University of the Arctic PhD course comes to Memorial

May 5, 2015

Memorial University is hosting a University of the Arctic (UArctic) PhD course May 3-5 on the St. John’s campus.

The course is part of UArctic’s pan-Arctic PhD program in extractive industries, a multidisciplinary, multi-university, co-operative program offering courses that focus on issues such as climate change, the environment, resources, transportation and logistics and issues related to Indigenous Peoples.

The event brings together scholars and researchers from universities around the world with a special interest in research and development in the North. Sessions over the three-day course are focused on the theme of social responsibility and enterprise within the context of extractive industries. After the classroom-based course work is finished, some of the group will complete field work in Labrador West, looking at the long-term impacts of the mining industry.

Several students and faculty members at Memorial are participating in the international program, including Dr. Arn Keeling, Department of Geography, Faculty of Arts, and Dr. Travor Brown and Dr. Gordon Cooke, Faculty of Business Administration. Experts from University of Tromsø in Norway, Aarhus University in Denmark, University of Alaska Fairbanks, University of Northern British Columbia and University of California-Berkeley will present sessions during the course. Students will also travel to Memorial from abroad to take part.

> **INFORMATION PROVIDED**:
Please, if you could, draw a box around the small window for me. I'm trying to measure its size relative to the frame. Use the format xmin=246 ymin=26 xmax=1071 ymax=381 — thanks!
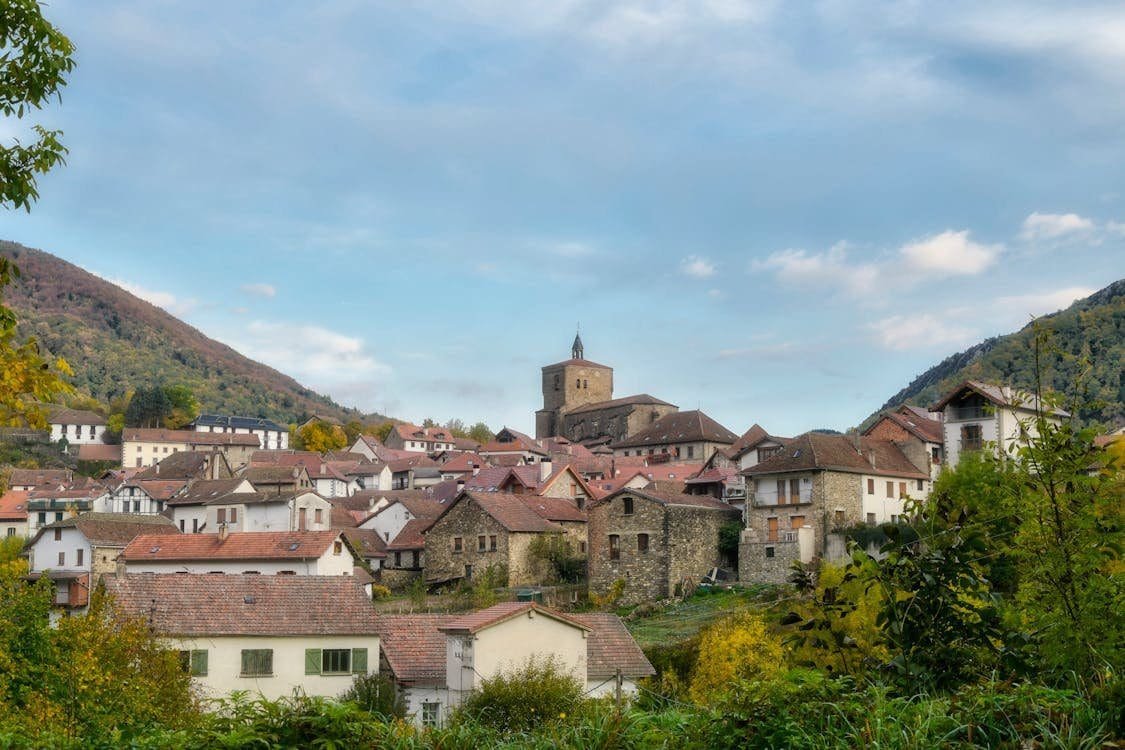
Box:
xmin=240 ymin=649 xmax=273 ymax=677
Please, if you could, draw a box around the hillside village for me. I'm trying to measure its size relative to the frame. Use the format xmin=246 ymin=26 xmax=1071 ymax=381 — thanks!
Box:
xmin=0 ymin=336 xmax=1111 ymax=725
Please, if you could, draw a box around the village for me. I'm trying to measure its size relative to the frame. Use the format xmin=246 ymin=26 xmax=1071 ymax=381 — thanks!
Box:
xmin=0 ymin=335 xmax=1080 ymax=726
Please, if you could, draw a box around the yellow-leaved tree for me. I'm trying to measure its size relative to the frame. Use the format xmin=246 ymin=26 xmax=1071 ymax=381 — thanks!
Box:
xmin=689 ymin=612 xmax=785 ymax=705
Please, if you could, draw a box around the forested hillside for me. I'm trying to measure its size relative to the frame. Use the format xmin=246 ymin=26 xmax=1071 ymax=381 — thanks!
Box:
xmin=883 ymin=279 xmax=1125 ymax=426
xmin=0 ymin=242 xmax=381 ymax=424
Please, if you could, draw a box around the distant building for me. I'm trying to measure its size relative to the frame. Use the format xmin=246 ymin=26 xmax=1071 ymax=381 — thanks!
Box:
xmin=188 ymin=414 xmax=289 ymax=450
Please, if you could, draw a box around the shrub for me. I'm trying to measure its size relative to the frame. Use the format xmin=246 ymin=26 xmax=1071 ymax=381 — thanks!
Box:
xmin=455 ymin=657 xmax=583 ymax=731
xmin=340 ymin=672 xmax=406 ymax=719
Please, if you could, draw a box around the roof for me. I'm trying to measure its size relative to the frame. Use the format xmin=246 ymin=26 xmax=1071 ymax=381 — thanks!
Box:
xmin=743 ymin=432 xmax=929 ymax=479
xmin=122 ymin=427 xmax=261 ymax=448
xmin=78 ymin=443 xmax=122 ymax=463
xmin=567 ymin=394 xmax=675 ymax=414
xmin=572 ymin=612 xmax=656 ymax=679
xmin=863 ymin=410 xmax=945 ymax=443
xmin=122 ymin=531 xmax=340 ymax=562
xmin=29 ymin=513 xmax=180 ymax=546
xmin=613 ymin=409 xmax=738 ymax=448
xmin=439 ymin=602 xmax=591 ymax=635
xmin=47 ymin=406 xmax=106 ymax=425
xmin=102 ymin=573 xmax=379 ymax=636
xmin=929 ymin=380 xmax=1070 ymax=417
xmin=597 ymin=487 xmax=740 ymax=515
xmin=8 ymin=469 xmax=72 ymax=487
xmin=0 ymin=489 xmax=28 ymax=521
xmin=191 ymin=414 xmax=289 ymax=432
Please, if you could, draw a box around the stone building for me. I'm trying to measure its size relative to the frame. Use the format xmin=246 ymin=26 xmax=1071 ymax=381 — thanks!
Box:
xmin=536 ymin=334 xmax=677 ymax=444
xmin=423 ymin=491 xmax=586 ymax=586
xmin=587 ymin=489 xmax=740 ymax=604
xmin=738 ymin=433 xmax=932 ymax=582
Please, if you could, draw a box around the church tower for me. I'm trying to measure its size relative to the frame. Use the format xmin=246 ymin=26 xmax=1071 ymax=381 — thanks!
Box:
xmin=536 ymin=333 xmax=613 ymax=437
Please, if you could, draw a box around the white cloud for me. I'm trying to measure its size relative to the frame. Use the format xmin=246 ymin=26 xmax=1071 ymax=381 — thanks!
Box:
xmin=869 ymin=313 xmax=977 ymax=351
xmin=680 ymin=255 xmax=714 ymax=279
xmin=752 ymin=242 xmax=880 ymax=296
xmin=239 ymin=282 xmax=278 ymax=297
xmin=1019 ymin=211 xmax=1094 ymax=242
xmin=900 ymin=229 xmax=1002 ymax=274
xmin=91 ymin=271 xmax=199 ymax=317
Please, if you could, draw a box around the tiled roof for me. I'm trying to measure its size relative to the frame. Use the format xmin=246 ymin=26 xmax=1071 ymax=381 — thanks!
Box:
xmin=102 ymin=573 xmax=379 ymax=636
xmin=743 ymin=432 xmax=929 ymax=479
xmin=929 ymin=380 xmax=1070 ymax=417
xmin=0 ymin=489 xmax=28 ymax=521
xmin=47 ymin=406 xmax=106 ymax=425
xmin=8 ymin=469 xmax=72 ymax=487
xmin=573 ymin=612 xmax=656 ymax=679
xmin=122 ymin=427 xmax=261 ymax=448
xmin=613 ymin=409 xmax=738 ymax=448
xmin=30 ymin=513 xmax=180 ymax=546
xmin=122 ymin=531 xmax=340 ymax=562
xmin=439 ymin=602 xmax=591 ymax=635
xmin=567 ymin=394 xmax=675 ymax=414
xmin=379 ymin=614 xmax=457 ymax=685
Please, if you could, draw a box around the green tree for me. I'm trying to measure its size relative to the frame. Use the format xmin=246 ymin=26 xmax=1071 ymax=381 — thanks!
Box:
xmin=0 ymin=0 xmax=74 ymax=211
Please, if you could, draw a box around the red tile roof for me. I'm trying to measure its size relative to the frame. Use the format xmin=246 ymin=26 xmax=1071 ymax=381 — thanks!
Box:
xmin=102 ymin=573 xmax=379 ymax=636
xmin=122 ymin=531 xmax=340 ymax=562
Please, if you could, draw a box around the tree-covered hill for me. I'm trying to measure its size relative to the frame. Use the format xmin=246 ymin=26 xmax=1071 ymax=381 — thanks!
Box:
xmin=0 ymin=241 xmax=383 ymax=424
xmin=883 ymin=279 xmax=1125 ymax=426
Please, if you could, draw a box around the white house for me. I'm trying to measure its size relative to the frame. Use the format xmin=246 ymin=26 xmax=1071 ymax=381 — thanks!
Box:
xmin=27 ymin=513 xmax=178 ymax=611
xmin=47 ymin=406 xmax=106 ymax=445
xmin=105 ymin=573 xmax=379 ymax=699
xmin=380 ymin=602 xmax=655 ymax=726
xmin=120 ymin=531 xmax=356 ymax=576
xmin=188 ymin=414 xmax=289 ymax=451
xmin=929 ymin=380 xmax=1070 ymax=468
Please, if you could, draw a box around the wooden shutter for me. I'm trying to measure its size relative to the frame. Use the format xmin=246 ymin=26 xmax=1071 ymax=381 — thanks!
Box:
xmin=352 ymin=649 xmax=367 ymax=675
xmin=305 ymin=649 xmax=321 ymax=675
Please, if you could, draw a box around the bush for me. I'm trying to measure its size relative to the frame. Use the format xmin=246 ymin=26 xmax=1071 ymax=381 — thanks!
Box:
xmin=455 ymin=658 xmax=583 ymax=731
xmin=340 ymin=672 xmax=406 ymax=719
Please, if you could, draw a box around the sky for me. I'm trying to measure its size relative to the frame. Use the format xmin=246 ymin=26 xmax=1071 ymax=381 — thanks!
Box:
xmin=0 ymin=0 xmax=1125 ymax=434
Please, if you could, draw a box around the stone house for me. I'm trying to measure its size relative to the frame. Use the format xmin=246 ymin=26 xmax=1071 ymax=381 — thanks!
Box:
xmin=418 ymin=491 xmax=586 ymax=586
xmin=738 ymin=433 xmax=933 ymax=582
xmin=610 ymin=409 xmax=738 ymax=462
xmin=587 ymin=489 xmax=740 ymax=604
xmin=104 ymin=573 xmax=379 ymax=699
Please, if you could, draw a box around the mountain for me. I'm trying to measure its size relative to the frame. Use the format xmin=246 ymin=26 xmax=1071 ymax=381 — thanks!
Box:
xmin=865 ymin=279 xmax=1125 ymax=426
xmin=0 ymin=241 xmax=384 ymax=424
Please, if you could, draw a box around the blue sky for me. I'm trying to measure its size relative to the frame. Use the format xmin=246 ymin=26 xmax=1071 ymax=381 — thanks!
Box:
xmin=0 ymin=0 xmax=1125 ymax=434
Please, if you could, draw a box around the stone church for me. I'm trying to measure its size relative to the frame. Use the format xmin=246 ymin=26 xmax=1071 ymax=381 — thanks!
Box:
xmin=536 ymin=334 xmax=680 ymax=446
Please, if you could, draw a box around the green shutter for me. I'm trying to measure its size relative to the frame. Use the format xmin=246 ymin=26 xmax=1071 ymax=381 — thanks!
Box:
xmin=191 ymin=649 xmax=207 ymax=677
xmin=305 ymin=649 xmax=321 ymax=675
xmin=352 ymin=649 xmax=367 ymax=675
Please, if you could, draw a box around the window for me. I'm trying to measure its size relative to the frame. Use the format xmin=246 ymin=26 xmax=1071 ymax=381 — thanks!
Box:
xmin=422 ymin=701 xmax=441 ymax=726
xmin=240 ymin=649 xmax=273 ymax=677
xmin=180 ymin=649 xmax=207 ymax=677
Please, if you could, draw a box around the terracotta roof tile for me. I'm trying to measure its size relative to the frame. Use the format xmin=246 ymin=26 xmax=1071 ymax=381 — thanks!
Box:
xmin=102 ymin=573 xmax=379 ymax=636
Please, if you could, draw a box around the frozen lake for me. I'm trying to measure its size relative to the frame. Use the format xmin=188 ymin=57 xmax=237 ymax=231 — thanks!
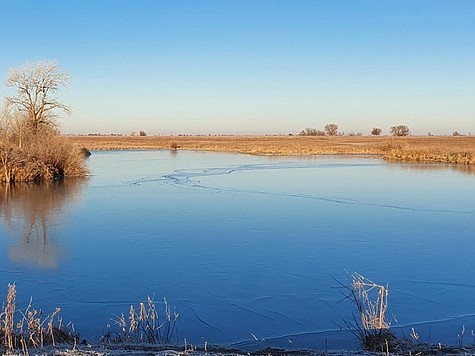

> **GIVEN EXERCISE A**: From the UArctic course article, reproduce the passage that begins at the words "The event brings" and stops after "the mining industry.".
> **GIVEN EXERCISE B**: According to the UArctic course article, which universities will send experts to present sessions during the course?
The material has no part in this exercise.

> **OUTPUT A**:
The event brings together scholars and researchers from universities around the world with a special interest in research and development in the North. Sessions over the three-day course are focused on the theme of social responsibility and enterprise within the context of extractive industries. After the classroom-based course work is finished, some of the group will complete field work in Labrador West, looking at the long-term impacts of the mining industry.

> **OUTPUT B**:
University of Tromsø in Norway
Aarhus University in Denmark
University of Alaska Fairbanks
University of Northern British Columbia
University of California-Berkeley